What is it that good programmers really want in a system? To start with, most like their systems to be simple, elegant, and consistent. For example, at the lowest level, a file should just be a collection of bytes. Having different classes of files for sequential access, random access, keyed access, remote access, and so on (as mainframes do) just gets in the way. Similarly, if the command

ls A*

means list all the files beginning with ‘‘A’’ then the command

rm A*

should mean remove all the files beginning with ‘‘A’’ and not remove the one file whose two-character name consists of an ‘‘A’’ and an asterisk. This characteristic is sometimes called the principle of least surprise.

Another thing that experienced programmers generally want is power and flexibility. This means that a system should have a small number of basic elements that can be combined in an infinite variety of ways to suit the application. One of the basic guidelines behind Linux is that every program should do just one thing and do it well. Thus compilers do not produce listings, because other programs can do that better.

Finally, most programmers have a strong dislike for useless redundancy. Why type copy when cp is clearly enough to make it abundantly clear what you want? It is a complete waste of valuable hacking time. To extract all the lines containing the string ‘‘ard’’ from the file f, the Linux programmer merely types

grep ard f

The opposite approach is to have the programmer first select the grep program (with no arguments), and then have grep announce itself by saying: ‘‘Hi, I’m grep, I look for patterns in files. Please enter your pattern.’’ After getting the pattern, grep prompts for a file name. Then it asks if there are any more file names. Finally, it summarizes what it is going to do and asks if that is correct. While this kind of user interface may be suitable for rank novices, it drives skilled programmers up the wall. What they want is a servant, not a nanny.

10.2.2 Interfaces to Linux

Linux system can be regarded as a kind of pyramid, as illustrated in Fig. 10-1. At the bottom is the hardware, consisting of the CPU, memory, disks, a monitor and keyboard, and other devices. Running on the bare hardware is the operating system. Its function is to control the hardware and provide a system call interface to all the programs. These system calls allow user programs to create and manage processes, files, and other resources.

The figure illustrates the layers in a Linux system. — The layers in a Linux system.

:: Instruction ::
Print the section of the Linux design passage starting with "10.2.2 Interfaces to" and going on through "system. — The layers in a Linux system.". Work from the Linux design passage alone.

:: Data section ::
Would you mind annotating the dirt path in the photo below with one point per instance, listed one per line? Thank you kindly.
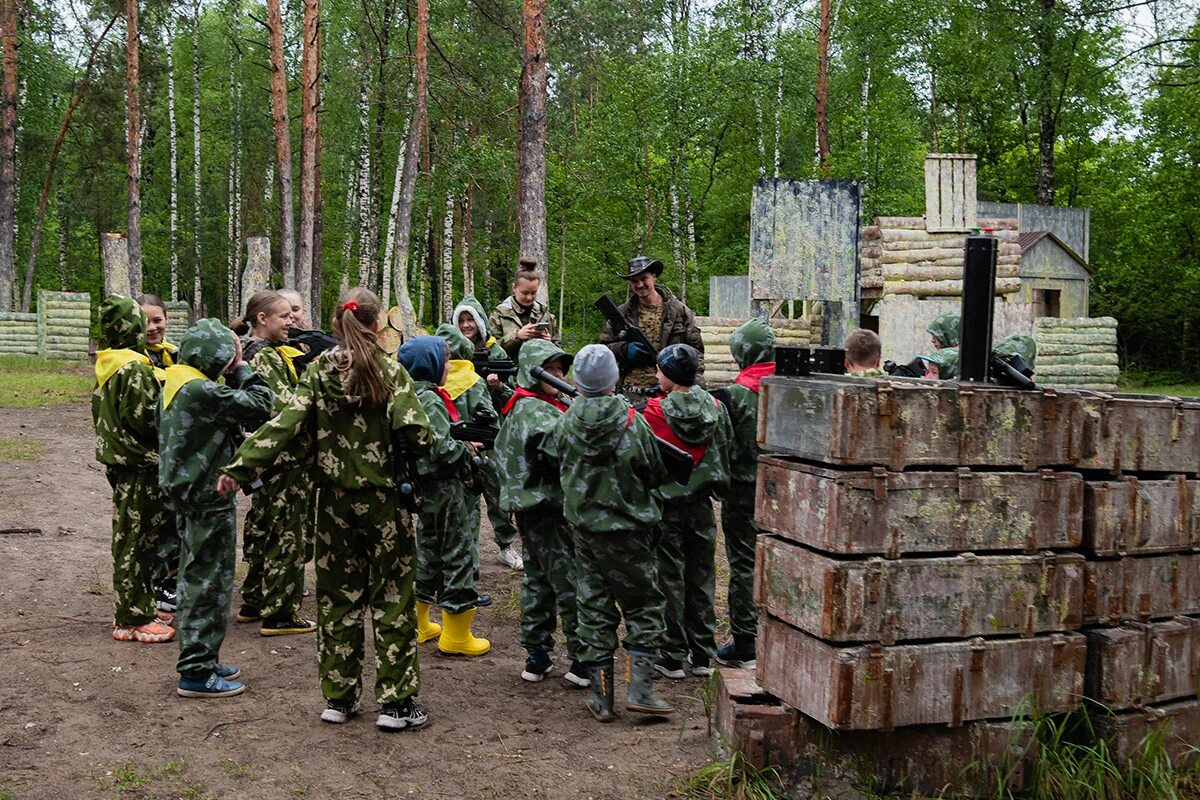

:: Written answer ::
10.2.2 Interfaces to Linux

Linux system can be regarded as a kind of pyramid, as illustrated in Fig. 10-1. At the bottom is the hardware, consisting of the CPU, memory, disks, a monitor and keyboard, and other devices. Running on the bare hardware is the operating system. Its function is to control the hardware and provide a system call interface to all the programs. These system calls allow user programs to create and manage processes, files, and other resources.

The figure illustrates the layers in a Linux system. — The layers in a Linux system.